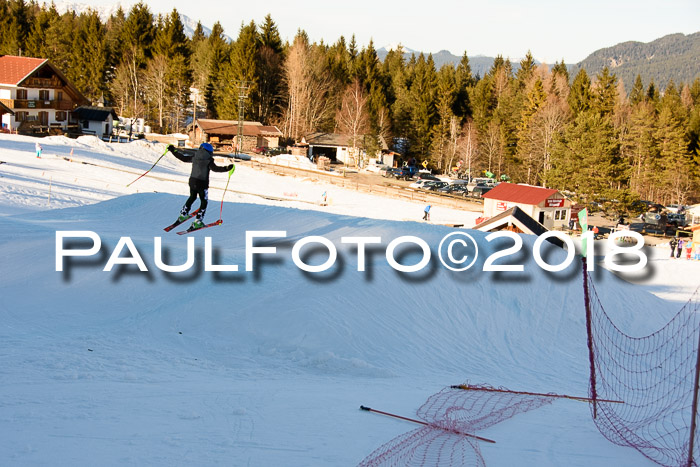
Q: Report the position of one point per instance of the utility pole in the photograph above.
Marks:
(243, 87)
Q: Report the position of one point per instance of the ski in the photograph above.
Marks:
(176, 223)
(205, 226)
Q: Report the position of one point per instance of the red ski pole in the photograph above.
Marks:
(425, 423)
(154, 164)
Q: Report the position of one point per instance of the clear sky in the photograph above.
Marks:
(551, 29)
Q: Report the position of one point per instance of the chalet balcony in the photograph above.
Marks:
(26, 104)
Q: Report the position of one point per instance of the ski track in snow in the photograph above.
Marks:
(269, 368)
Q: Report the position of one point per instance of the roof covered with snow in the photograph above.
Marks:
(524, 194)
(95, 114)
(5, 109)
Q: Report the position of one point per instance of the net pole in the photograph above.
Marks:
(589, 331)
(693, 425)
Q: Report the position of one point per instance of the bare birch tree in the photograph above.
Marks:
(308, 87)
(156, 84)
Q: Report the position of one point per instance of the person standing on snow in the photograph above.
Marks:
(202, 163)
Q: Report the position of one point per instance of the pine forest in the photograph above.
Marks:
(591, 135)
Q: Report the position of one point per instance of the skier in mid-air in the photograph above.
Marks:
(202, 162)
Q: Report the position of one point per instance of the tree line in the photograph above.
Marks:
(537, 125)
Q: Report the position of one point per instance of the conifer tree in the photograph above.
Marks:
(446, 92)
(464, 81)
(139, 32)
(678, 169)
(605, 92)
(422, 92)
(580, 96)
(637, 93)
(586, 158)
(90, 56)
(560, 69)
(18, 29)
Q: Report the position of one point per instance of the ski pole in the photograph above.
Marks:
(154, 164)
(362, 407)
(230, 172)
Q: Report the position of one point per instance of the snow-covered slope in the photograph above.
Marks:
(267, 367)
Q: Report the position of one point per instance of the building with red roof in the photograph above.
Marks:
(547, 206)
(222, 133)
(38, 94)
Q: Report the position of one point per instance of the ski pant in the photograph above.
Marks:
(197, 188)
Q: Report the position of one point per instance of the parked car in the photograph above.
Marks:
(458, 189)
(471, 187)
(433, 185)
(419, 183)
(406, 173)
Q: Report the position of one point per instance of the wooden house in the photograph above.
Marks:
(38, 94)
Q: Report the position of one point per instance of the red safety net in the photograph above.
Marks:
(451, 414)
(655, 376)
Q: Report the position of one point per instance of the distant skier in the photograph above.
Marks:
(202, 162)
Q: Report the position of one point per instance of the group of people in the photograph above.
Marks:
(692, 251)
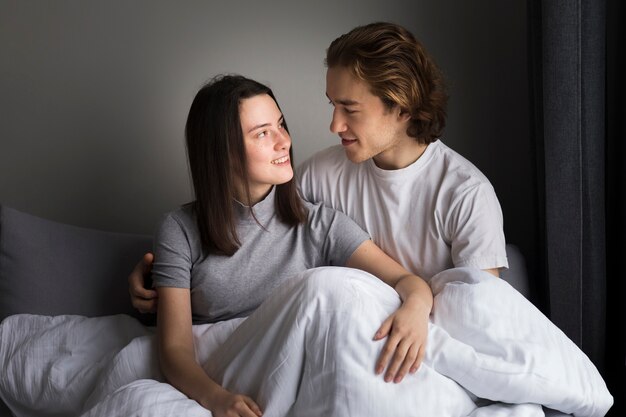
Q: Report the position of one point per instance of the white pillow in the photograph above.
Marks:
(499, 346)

● ● ● ●

* OBJECTIVE *
Leave every image out, and retype the material exactly.

* RESULT OF THIS TASK *
Q: Report the position of one point per instance of the utility pole in the photograph above.
Marks:
(243, 87)
Q: Report the position of one point per instance of the ski in the photograph above.
Marks:
(176, 223)
(205, 226)
Q: Report the position of one point per instance of the red ski pole in the photograph above.
Marks:
(425, 423)
(154, 164)
Q: Report the position of one point per instance of the clear sky in the photograph above.
Marks:
(551, 29)
Q: Report the position of one point per instance of the chalet balcony in the photograph above.
Marks:
(26, 104)
Q: Report the position of one point per instance of the ski track in snow in the photograph above.
Marks:
(269, 368)
Q: Report the position of one point per instance of the roof covered with snow in the photograph above.
Marks:
(524, 194)
(95, 114)
(5, 109)
Q: Report the position of one point per instance of the net pole in the photograph above.
Marks:
(589, 331)
(693, 425)
Q: Report the position of one point per instance of the bare birch tree in the photograph above.
Marks:
(308, 87)
(156, 84)
Q: Report the position of one point per instance of the person standing on snow in the photograph above.
Marks:
(202, 163)
Q: Report the position of one point per instance of the pine forest in the photograph above.
Marks:
(591, 135)
Q: Report the position of one point per instance of the skier in mid-air in the photograph above.
Marks:
(202, 162)
Q: Report the position of one point per instance of the tree line in the photograph above.
Marks:
(537, 125)
Q: Report the position of one point per instance of the conifer tree in the photograph above.
Marks:
(446, 92)
(464, 81)
(139, 32)
(678, 169)
(605, 92)
(422, 92)
(580, 96)
(637, 93)
(586, 158)
(90, 56)
(560, 69)
(18, 29)
Q: Report the position of one point per instance of the ski pole in the photograph above.
Marks:
(154, 164)
(362, 407)
(230, 172)
Q: Report the position of one point per instance of the snow-covered slope in the photograph above.
Marks:
(267, 367)
Q: Report the position of one point per instance of the building with red roof in the photograph above.
Marks:
(547, 206)
(222, 133)
(38, 94)
Q: Report the position of one point per instance of the ski pant in the photograph above.
Marks:
(197, 188)
Q: Report the position of one point per instance of the parked car in the photograph above.
Marks:
(458, 189)
(471, 187)
(433, 185)
(419, 183)
(406, 173)
Q: Report the position of one point per instance of the wooden house in the photograph above.
Marks:
(38, 94)
Q: Report the position of one point per instance of the red safety net in the photograph above.
Marks:
(451, 414)
(655, 376)
Q: Report the position of one point per instance of the distant skier in the photograph above.
Marks:
(202, 162)
Q: Report the position of one point per instance of the group of people in the photograph above.
Marks:
(692, 251)
Q: Report the position of one point per instance of the white pillow in the photograph above.
Marks:
(499, 346)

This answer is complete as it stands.